── Material supplied ──
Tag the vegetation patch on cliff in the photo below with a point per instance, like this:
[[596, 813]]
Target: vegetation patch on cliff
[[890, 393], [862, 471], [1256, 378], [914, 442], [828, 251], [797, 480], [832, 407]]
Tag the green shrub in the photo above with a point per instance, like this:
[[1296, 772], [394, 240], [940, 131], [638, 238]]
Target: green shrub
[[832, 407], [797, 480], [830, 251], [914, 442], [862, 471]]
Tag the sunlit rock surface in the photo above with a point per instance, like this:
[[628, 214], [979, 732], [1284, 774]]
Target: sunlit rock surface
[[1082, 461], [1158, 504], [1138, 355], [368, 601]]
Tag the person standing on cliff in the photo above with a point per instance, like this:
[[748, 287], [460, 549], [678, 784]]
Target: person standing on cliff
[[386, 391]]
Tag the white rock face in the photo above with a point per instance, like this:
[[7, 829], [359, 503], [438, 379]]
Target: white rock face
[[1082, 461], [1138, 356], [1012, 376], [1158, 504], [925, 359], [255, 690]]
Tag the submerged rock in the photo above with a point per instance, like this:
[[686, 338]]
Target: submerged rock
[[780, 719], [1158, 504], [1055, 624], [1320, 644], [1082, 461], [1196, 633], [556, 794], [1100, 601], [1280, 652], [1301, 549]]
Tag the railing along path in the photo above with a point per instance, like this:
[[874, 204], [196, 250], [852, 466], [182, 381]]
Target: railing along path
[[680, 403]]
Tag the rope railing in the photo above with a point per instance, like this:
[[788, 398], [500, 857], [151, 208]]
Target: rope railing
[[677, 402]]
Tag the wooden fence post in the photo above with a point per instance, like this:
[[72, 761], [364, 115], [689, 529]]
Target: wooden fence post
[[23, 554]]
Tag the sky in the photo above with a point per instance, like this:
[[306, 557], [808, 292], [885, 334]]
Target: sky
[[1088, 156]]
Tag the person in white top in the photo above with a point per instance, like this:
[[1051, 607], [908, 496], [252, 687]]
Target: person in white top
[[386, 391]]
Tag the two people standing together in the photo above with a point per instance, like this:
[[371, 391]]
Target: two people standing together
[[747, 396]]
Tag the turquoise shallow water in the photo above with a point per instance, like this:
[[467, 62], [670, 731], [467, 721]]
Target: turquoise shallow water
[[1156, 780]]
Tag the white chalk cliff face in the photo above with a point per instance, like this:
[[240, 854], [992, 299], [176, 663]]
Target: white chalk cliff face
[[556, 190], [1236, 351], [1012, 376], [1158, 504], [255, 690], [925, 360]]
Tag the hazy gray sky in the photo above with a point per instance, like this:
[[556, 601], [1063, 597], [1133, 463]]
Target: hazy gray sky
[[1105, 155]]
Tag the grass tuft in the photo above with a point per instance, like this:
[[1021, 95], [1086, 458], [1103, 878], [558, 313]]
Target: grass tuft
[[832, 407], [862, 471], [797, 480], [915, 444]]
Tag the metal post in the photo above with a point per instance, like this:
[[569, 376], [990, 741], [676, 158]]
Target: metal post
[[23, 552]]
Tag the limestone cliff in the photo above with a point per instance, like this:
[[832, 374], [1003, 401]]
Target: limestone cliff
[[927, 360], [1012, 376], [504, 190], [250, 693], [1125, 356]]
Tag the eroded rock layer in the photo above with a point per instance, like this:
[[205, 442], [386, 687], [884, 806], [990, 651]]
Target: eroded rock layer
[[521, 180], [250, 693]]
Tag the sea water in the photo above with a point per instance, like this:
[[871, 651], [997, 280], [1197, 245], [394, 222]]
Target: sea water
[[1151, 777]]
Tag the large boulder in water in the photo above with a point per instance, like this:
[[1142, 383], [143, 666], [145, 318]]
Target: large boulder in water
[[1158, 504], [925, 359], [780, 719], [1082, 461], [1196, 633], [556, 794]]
───
Task goal: Please reproduce all of the material above word for word, from its first line through its last.

Complete answer:
Tag the vegetation patch on cliff in the photo below with a point per instance, like this:
[[596, 813]]
Target: vegetation patch on cliff
[[890, 393], [862, 471], [1256, 378], [914, 442], [828, 251], [797, 480], [832, 407]]
Tag the green shrub in the photo above with a point per instance, like this:
[[1296, 772], [394, 240], [940, 131], [638, 238]]
Target: green shrub
[[832, 407], [797, 480], [830, 251], [914, 442], [862, 471]]
Tag the sunlit rock surface in the photo above with a point per instance, like this:
[[628, 214], [979, 732], [1284, 774]]
Target: sunlit rock surface
[[1082, 461], [1158, 504], [1138, 355], [368, 601]]
Tag the person standing on cliff in the photo above with a point per instance, like this:
[[748, 287], [460, 549], [678, 784]]
Target: person standing on cliff
[[386, 391]]
Tag the white rock face in the photo above with a point per instance, like this:
[[7, 829], [359, 503], [438, 379]]
Target: white rock face
[[1082, 461], [1138, 356], [1012, 376], [1158, 504], [925, 359], [255, 690]]
Tag the submerged rock in the photo above with a point per instance, like this:
[[686, 338]]
Target: submerged rock
[[780, 719], [1158, 504], [1055, 624], [1320, 644], [1082, 461], [1196, 633], [556, 794], [1100, 601], [1280, 652], [1301, 549]]
Tag the railing along path in the photo above with a point per instance, like this:
[[874, 204], [196, 250], [852, 466], [182, 381]]
Target: railing along path
[[680, 403]]
Tag the rope railing in the photo above with a point per instance, like this:
[[788, 398], [500, 857], [151, 208]]
Target: rope railing
[[677, 402]]
Tag the wooden fence post in the photo above with a point per instance, like this:
[[72, 761], [364, 115], [689, 529]]
Target: wooden fence post
[[23, 554]]
Tag the sky in the photo above with a point per instance, like this:
[[306, 557], [808, 292], [885, 334]]
Target: sky
[[1088, 156]]
Tag the person in white top in the photo above with a point per instance, like this:
[[1051, 607], [908, 496], [252, 687]]
Target: person in white top
[[386, 391]]
Tag the two people standing together in the photo above with a point per instance, like this:
[[371, 391]]
Target: two people standing together
[[747, 396]]
Tag the turquoise shallow water in the photo above with a point per instance, like this:
[[467, 62], [670, 731], [467, 721]]
Target: turquoise shallow water
[[1156, 780]]
Tag the white chalk cliff face in the photo above with a point per instance, like this:
[[240, 854], [992, 299], [176, 663]]
Target: white chalk cliff face
[[556, 190], [1236, 351], [1012, 376], [1158, 504], [255, 690], [925, 360]]
Tag the hazy gray sky in the photo above with a point per instance, like this:
[[556, 601], [1063, 597], [1133, 463]]
Target: hazy gray sky
[[1105, 155]]
Tag the grass tuft in the photo above with a point per instance, like this:
[[1021, 95], [1086, 458], [1103, 878], [558, 313]]
Target: grass tuft
[[832, 407], [862, 471], [797, 480], [915, 444]]
Tag the metal post in the photo above with a point per instance, like this:
[[569, 376], [990, 741], [676, 158]]
Target: metal post
[[23, 552]]
Tag the limestone cliff in the photo above with a point per instance, like this:
[[832, 374], [1003, 401]]
Target: limestone cliff
[[927, 360], [1012, 376], [504, 190], [250, 693], [1125, 356]]
Tag the eroded rock layer in the photo above with a point per instance, like this:
[[205, 442], [386, 687], [884, 806], [990, 651]]
Target: eroded rock layer
[[521, 180], [250, 693]]
Tag the sea water in the photo above with a point per instance, like this:
[[871, 651], [997, 280], [1197, 245], [394, 222]]
Target: sea water
[[1151, 777]]
Tag the large boulder in water in the photo above with a point per instance, like this:
[[1142, 383], [143, 666], [145, 318]]
Target: large boulder in water
[[1158, 504], [925, 359], [780, 719], [1082, 461], [1196, 633], [556, 794]]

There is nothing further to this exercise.